GOAL OF THE EXERCISE >> Quote the data below word for word, leaving the pictures out of your reply.

DATA TO PROCESS >>
━━━━━━━━━━

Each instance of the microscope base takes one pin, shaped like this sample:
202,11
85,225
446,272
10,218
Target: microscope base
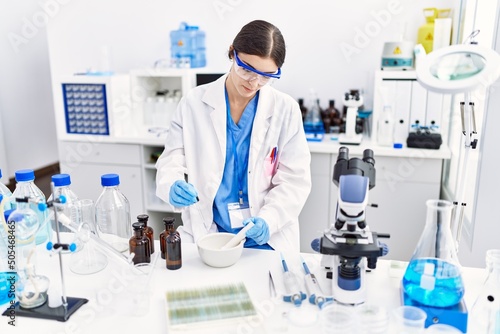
45,312
352,140
455,315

━━━━━━━━━━

CORRECT RESPONSE >>
Each instance of the microscope base takes one pin, shaped like this sample:
202,11
85,225
446,272
10,218
Target: microscope base
45,312
352,140
455,315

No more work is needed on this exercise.